Work instructions:
Transcribe each entry so that nothing differs from the original.

Given records:
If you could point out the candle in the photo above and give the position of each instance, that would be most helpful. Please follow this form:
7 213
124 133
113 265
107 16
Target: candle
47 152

Task response:
If you could point out the candle in the photo above and give the position of each instance, that would be most helpful. Please follow this form:
7 213
124 133
113 265
107 16
Target: candle
47 152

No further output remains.